Given entries:
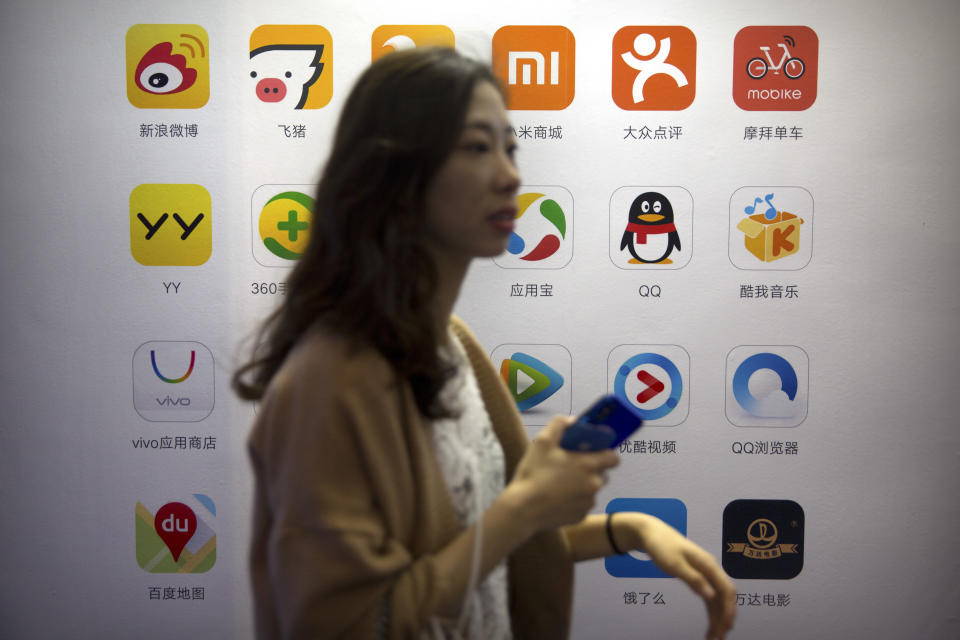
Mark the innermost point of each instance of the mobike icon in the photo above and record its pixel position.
(775, 68)
(651, 380)
(168, 66)
(763, 539)
(542, 238)
(291, 65)
(173, 381)
(392, 37)
(651, 227)
(536, 64)
(170, 224)
(767, 386)
(281, 219)
(771, 228)
(636, 564)
(537, 376)
(176, 536)
(654, 68)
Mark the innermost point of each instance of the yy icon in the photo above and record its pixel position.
(170, 225)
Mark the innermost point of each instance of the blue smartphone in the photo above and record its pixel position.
(607, 423)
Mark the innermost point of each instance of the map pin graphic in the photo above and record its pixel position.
(175, 523)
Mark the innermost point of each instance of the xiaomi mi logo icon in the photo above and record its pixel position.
(170, 225)
(536, 65)
(391, 37)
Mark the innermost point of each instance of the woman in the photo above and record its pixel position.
(397, 494)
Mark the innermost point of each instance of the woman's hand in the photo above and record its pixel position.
(557, 486)
(680, 557)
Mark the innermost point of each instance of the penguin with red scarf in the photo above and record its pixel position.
(651, 235)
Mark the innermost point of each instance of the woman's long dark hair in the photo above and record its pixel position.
(365, 273)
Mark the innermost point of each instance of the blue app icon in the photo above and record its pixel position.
(636, 564)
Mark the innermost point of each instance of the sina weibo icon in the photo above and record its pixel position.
(549, 243)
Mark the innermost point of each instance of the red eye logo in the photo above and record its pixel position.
(162, 71)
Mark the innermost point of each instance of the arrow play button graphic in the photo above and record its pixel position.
(654, 386)
(529, 380)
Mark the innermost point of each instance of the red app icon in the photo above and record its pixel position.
(775, 68)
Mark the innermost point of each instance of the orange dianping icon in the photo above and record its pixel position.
(391, 37)
(654, 68)
(291, 65)
(536, 64)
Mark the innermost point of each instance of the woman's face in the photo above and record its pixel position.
(471, 202)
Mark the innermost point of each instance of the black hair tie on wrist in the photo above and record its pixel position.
(613, 543)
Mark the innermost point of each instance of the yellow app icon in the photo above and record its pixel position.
(393, 37)
(170, 225)
(291, 65)
(168, 66)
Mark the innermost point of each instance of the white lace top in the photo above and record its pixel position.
(472, 463)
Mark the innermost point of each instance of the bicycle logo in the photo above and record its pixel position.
(792, 67)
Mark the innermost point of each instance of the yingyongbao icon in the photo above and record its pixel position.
(290, 66)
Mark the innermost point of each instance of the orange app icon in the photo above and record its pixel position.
(775, 68)
(392, 37)
(168, 66)
(654, 68)
(536, 65)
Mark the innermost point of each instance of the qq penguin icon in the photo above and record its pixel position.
(173, 381)
(767, 386)
(651, 227)
(763, 539)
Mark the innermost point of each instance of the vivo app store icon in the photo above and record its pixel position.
(173, 381)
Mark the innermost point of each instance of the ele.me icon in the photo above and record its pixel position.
(537, 66)
(393, 37)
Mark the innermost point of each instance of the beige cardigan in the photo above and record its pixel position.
(350, 504)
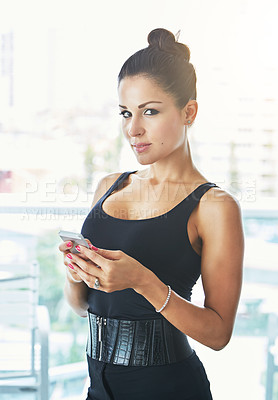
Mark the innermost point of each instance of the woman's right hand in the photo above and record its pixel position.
(65, 248)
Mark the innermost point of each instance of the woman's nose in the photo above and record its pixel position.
(135, 129)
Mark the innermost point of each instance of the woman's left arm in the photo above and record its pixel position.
(220, 229)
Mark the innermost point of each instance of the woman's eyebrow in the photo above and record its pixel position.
(142, 105)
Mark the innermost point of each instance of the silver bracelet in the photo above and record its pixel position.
(72, 278)
(168, 297)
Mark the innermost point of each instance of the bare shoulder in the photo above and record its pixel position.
(218, 207)
(104, 184)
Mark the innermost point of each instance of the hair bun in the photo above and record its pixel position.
(166, 41)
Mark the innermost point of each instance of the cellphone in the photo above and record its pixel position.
(76, 238)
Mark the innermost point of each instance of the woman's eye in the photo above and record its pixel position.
(125, 114)
(151, 111)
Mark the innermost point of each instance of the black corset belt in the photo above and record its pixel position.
(136, 343)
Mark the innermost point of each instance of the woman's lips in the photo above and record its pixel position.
(140, 148)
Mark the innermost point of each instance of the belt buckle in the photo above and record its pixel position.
(101, 322)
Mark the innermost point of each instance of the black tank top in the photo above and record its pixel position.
(160, 243)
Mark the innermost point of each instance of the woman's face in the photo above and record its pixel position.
(151, 121)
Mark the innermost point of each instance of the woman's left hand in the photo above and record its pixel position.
(114, 269)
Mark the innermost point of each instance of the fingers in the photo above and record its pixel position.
(101, 257)
(64, 246)
(79, 263)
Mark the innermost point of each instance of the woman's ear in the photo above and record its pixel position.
(190, 111)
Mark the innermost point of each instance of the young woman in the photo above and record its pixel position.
(152, 233)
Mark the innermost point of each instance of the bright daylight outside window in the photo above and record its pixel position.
(60, 134)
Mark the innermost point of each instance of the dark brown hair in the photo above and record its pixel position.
(166, 61)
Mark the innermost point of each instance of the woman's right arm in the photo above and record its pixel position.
(76, 293)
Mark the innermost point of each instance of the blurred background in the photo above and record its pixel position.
(60, 133)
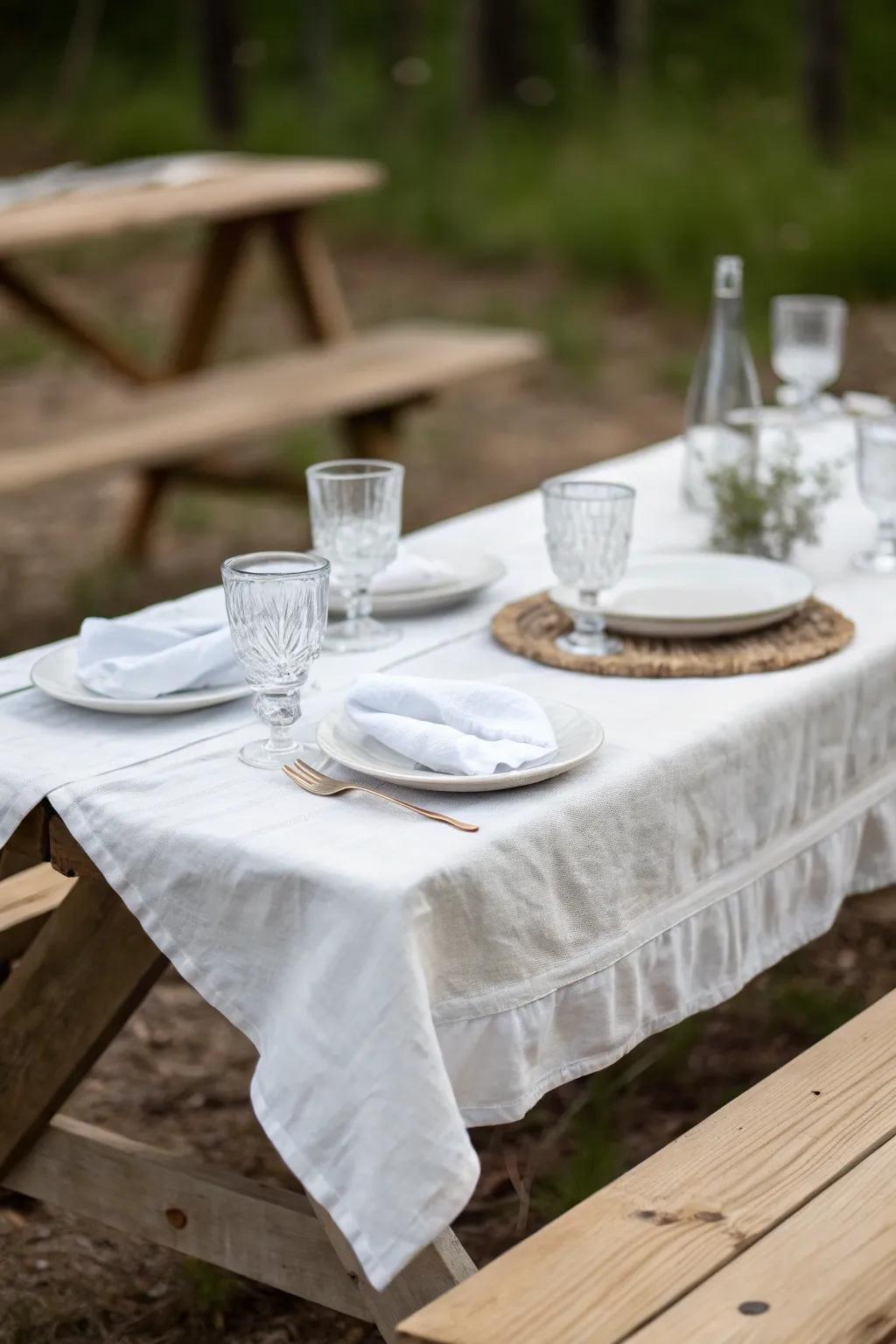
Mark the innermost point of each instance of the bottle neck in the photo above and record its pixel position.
(727, 312)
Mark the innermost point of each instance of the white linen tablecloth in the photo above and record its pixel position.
(401, 980)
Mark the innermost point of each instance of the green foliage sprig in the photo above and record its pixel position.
(768, 509)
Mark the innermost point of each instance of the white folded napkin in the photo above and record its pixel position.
(158, 652)
(454, 727)
(410, 570)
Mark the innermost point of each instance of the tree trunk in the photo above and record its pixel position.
(602, 34)
(823, 73)
(500, 30)
(316, 43)
(218, 38)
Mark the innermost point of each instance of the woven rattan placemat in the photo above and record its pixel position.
(531, 626)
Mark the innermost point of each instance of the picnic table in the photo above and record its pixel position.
(182, 413)
(403, 982)
(768, 1223)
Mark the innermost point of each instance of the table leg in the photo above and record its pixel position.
(199, 323)
(52, 313)
(75, 987)
(316, 295)
(439, 1266)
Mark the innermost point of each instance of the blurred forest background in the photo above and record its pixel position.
(626, 138)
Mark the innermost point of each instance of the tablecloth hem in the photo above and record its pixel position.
(382, 1266)
(438, 1210)
(722, 886)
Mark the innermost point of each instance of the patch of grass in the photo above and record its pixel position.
(191, 512)
(597, 1155)
(23, 347)
(105, 591)
(812, 1010)
(211, 1292)
(309, 444)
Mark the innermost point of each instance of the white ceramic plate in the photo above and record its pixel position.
(682, 596)
(472, 574)
(578, 737)
(55, 674)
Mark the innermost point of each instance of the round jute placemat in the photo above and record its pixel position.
(531, 626)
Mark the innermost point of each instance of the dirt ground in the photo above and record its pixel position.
(178, 1074)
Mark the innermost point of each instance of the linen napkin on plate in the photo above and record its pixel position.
(158, 652)
(410, 570)
(453, 727)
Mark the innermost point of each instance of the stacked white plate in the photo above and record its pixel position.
(469, 574)
(700, 596)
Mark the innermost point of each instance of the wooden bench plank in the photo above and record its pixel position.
(25, 902)
(825, 1276)
(364, 373)
(270, 1236)
(246, 186)
(72, 992)
(610, 1265)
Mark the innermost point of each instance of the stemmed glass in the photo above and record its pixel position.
(277, 612)
(587, 528)
(878, 486)
(356, 522)
(808, 346)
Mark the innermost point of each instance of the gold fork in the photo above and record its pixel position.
(326, 787)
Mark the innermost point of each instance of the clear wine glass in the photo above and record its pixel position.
(876, 466)
(356, 523)
(587, 527)
(806, 347)
(277, 612)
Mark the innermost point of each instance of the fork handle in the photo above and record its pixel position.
(421, 812)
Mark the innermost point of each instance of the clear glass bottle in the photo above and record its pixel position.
(722, 423)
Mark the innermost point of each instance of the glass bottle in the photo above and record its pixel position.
(722, 420)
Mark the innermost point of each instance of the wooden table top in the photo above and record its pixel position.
(245, 185)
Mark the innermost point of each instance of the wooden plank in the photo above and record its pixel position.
(433, 1271)
(52, 313)
(75, 987)
(311, 277)
(27, 900)
(617, 1260)
(823, 1277)
(228, 405)
(66, 855)
(270, 1236)
(213, 283)
(248, 186)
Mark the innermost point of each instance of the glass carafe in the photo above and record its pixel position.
(722, 423)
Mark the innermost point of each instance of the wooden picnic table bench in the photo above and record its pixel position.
(771, 1222)
(182, 411)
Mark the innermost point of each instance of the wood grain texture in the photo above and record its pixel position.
(27, 900)
(433, 1271)
(251, 186)
(75, 987)
(52, 312)
(205, 304)
(309, 277)
(823, 1277)
(270, 1236)
(620, 1258)
(230, 405)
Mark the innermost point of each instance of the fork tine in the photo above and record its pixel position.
(309, 769)
(300, 767)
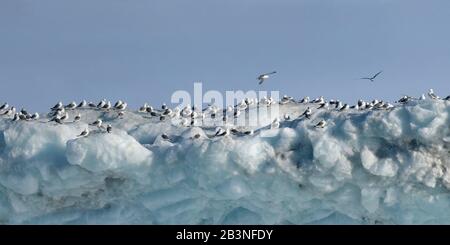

Task goal: The copy must begin at the line containing "Mark the innermost point of each instance of the glass carafe" and end at the last line of the data above, with every line retyped exactly and no pictures included.

Problem solution:
Mark the innermost point of each instance of the glass carafe in the photo above and record its pixel position.
(722, 423)
Mark the innermost point of each instance of the wooden picnic table bench in the photo above and record its pixel position.
(771, 1222)
(182, 411)
Mark the innermost point of each instance of the wood grain texture in the photo above and record its pixel position.
(27, 900)
(433, 1271)
(251, 186)
(75, 987)
(52, 312)
(205, 304)
(309, 277)
(823, 1277)
(270, 1236)
(620, 1258)
(230, 405)
Mark the innermost point of each instance of the fork tine in the photo above and record its pixel position.
(309, 769)
(300, 767)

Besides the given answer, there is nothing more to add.